[BEGIN Input]

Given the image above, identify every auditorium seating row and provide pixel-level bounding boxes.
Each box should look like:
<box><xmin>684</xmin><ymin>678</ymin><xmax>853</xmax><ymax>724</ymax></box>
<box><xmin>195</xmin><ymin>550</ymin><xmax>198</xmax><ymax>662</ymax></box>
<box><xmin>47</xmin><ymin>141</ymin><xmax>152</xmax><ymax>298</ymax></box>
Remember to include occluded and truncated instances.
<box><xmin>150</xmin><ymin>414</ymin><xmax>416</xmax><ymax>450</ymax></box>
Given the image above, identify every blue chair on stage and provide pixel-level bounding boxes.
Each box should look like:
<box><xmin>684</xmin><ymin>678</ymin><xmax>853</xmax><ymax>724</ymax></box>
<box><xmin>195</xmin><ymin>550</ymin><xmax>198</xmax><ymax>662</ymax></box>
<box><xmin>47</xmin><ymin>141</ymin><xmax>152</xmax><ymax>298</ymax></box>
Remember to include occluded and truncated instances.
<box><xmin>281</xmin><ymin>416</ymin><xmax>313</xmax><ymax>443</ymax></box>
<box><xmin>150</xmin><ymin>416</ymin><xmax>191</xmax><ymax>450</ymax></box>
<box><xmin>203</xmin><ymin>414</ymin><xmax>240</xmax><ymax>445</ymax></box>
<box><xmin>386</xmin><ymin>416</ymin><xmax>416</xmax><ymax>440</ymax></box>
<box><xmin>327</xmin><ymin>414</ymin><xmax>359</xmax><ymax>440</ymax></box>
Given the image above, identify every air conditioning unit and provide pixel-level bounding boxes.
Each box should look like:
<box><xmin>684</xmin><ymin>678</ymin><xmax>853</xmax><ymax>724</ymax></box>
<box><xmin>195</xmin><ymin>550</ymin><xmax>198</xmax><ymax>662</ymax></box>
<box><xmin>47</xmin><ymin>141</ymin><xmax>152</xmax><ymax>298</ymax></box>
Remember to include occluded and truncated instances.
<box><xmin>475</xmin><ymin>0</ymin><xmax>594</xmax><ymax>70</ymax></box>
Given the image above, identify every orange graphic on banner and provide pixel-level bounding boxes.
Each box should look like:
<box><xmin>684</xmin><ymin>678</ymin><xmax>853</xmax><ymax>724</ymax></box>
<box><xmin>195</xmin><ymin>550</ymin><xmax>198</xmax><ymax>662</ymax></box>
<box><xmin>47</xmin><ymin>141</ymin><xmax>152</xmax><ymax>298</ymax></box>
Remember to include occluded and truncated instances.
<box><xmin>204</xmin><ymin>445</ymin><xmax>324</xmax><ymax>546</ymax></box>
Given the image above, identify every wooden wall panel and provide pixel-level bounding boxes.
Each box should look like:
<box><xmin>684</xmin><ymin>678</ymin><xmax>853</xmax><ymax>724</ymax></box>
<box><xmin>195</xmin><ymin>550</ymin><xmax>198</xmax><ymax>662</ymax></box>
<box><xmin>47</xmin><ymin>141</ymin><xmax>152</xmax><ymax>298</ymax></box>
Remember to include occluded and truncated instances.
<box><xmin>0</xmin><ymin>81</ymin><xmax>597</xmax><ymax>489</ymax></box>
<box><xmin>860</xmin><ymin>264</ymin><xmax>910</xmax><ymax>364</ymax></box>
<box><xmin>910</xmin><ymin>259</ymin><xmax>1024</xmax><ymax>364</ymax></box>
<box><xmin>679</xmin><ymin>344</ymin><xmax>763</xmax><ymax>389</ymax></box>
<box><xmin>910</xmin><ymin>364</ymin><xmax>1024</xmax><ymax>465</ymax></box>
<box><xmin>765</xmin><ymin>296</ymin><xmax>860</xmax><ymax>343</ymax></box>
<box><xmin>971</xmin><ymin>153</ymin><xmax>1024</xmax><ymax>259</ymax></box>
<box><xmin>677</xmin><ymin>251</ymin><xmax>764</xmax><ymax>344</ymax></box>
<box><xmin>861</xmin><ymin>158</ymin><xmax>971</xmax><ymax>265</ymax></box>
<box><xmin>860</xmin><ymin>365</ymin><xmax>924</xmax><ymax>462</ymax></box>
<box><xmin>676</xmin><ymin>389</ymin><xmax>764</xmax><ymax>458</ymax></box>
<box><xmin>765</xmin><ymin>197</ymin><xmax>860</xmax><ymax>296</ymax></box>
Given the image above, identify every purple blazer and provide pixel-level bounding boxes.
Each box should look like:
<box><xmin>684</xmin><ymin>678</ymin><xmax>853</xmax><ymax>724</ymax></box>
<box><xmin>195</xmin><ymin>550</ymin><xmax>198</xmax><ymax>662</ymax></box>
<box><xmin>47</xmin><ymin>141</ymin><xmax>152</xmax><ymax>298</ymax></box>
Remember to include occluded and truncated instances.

[END Input]

[Given request] Give an exact repetition of all the material.

[Problem solution]
Given the image above, identify every auditorium seating row and provide pixel-level bounding boxes.
Each box should look like:
<box><xmin>684</xmin><ymin>678</ymin><xmax>853</xmax><ymax>724</ymax></box>
<box><xmin>195</xmin><ymin>550</ymin><xmax>198</xmax><ymax>662</ymax></box>
<box><xmin>47</xmin><ymin>141</ymin><xmax>152</xmax><ymax>298</ymax></box>
Remember to include occluded and truncated instances.
<box><xmin>150</xmin><ymin>414</ymin><xmax>416</xmax><ymax>450</ymax></box>
Given the image above, identify every blue chair on stage and provide pixel-level bounding boxes.
Each box should look like:
<box><xmin>684</xmin><ymin>678</ymin><xmax>853</xmax><ymax>724</ymax></box>
<box><xmin>195</xmin><ymin>550</ymin><xmax>198</xmax><ymax>662</ymax></box>
<box><xmin>47</xmin><ymin>141</ymin><xmax>152</xmax><ymax>298</ymax></box>
Remember to include occluded and truncated instances.
<box><xmin>281</xmin><ymin>416</ymin><xmax>313</xmax><ymax>443</ymax></box>
<box><xmin>150</xmin><ymin>416</ymin><xmax>191</xmax><ymax>450</ymax></box>
<box><xmin>203</xmin><ymin>414</ymin><xmax>240</xmax><ymax>445</ymax></box>
<box><xmin>386</xmin><ymin>416</ymin><xmax>416</xmax><ymax>440</ymax></box>
<box><xmin>327</xmin><ymin>414</ymin><xmax>359</xmax><ymax>440</ymax></box>
Given the image above, identify every air conditioning unit and provide pixel-level bounding boxes.
Each box should look like:
<box><xmin>684</xmin><ymin>678</ymin><xmax>853</xmax><ymax>724</ymax></box>
<box><xmin>195</xmin><ymin>550</ymin><xmax>198</xmax><ymax>662</ymax></box>
<box><xmin>47</xmin><ymin>141</ymin><xmax>152</xmax><ymax>298</ymax></box>
Remember to include occluded and truncated instances.
<box><xmin>475</xmin><ymin>0</ymin><xmax>594</xmax><ymax>70</ymax></box>
Given the image above, identify every orange graphic on banner and provide pixel-level bounding boxes.
Each box should look like:
<box><xmin>684</xmin><ymin>678</ymin><xmax>853</xmax><ymax>724</ymax></box>
<box><xmin>195</xmin><ymin>550</ymin><xmax>198</xmax><ymax>662</ymax></box>
<box><xmin>47</xmin><ymin>141</ymin><xmax>152</xmax><ymax>298</ymax></box>
Remember to include occluded and truncated instances.
<box><xmin>204</xmin><ymin>445</ymin><xmax>324</xmax><ymax>546</ymax></box>
Given the image above, identify every wooden wall panel and provide pixel-level bounding boxes.
Each box should look like:
<box><xmin>684</xmin><ymin>678</ymin><xmax>853</xmax><ymax>724</ymax></box>
<box><xmin>195</xmin><ymin>550</ymin><xmax>198</xmax><ymax>662</ymax></box>
<box><xmin>47</xmin><ymin>141</ymin><xmax>152</xmax><ymax>298</ymax></box>
Remember to include occluded and truncated instances.
<box><xmin>0</xmin><ymin>81</ymin><xmax>597</xmax><ymax>489</ymax></box>
<box><xmin>860</xmin><ymin>264</ymin><xmax>910</xmax><ymax>364</ymax></box>
<box><xmin>910</xmin><ymin>259</ymin><xmax>1024</xmax><ymax>364</ymax></box>
<box><xmin>679</xmin><ymin>344</ymin><xmax>763</xmax><ymax>389</ymax></box>
<box><xmin>910</xmin><ymin>364</ymin><xmax>1024</xmax><ymax>465</ymax></box>
<box><xmin>765</xmin><ymin>296</ymin><xmax>860</xmax><ymax>343</ymax></box>
<box><xmin>971</xmin><ymin>153</ymin><xmax>1024</xmax><ymax>259</ymax></box>
<box><xmin>677</xmin><ymin>251</ymin><xmax>764</xmax><ymax>344</ymax></box>
<box><xmin>861</xmin><ymin>158</ymin><xmax>971</xmax><ymax>265</ymax></box>
<box><xmin>860</xmin><ymin>365</ymin><xmax>924</xmax><ymax>462</ymax></box>
<box><xmin>676</xmin><ymin>389</ymin><xmax>764</xmax><ymax>458</ymax></box>
<box><xmin>765</xmin><ymin>197</ymin><xmax>860</xmax><ymax>296</ymax></box>
Given the image above, identify every purple blazer and provide pixel-level bounding boxes.
Each box should look like:
<box><xmin>684</xmin><ymin>678</ymin><xmax>853</xmax><ymax>724</ymax></box>
<box><xmin>195</xmin><ymin>550</ymin><xmax>198</xmax><ymax>662</ymax></box>
<box><xmin>47</xmin><ymin>141</ymin><xmax>152</xmax><ymax>298</ymax></box>
Remember to include occluded and truncated instances.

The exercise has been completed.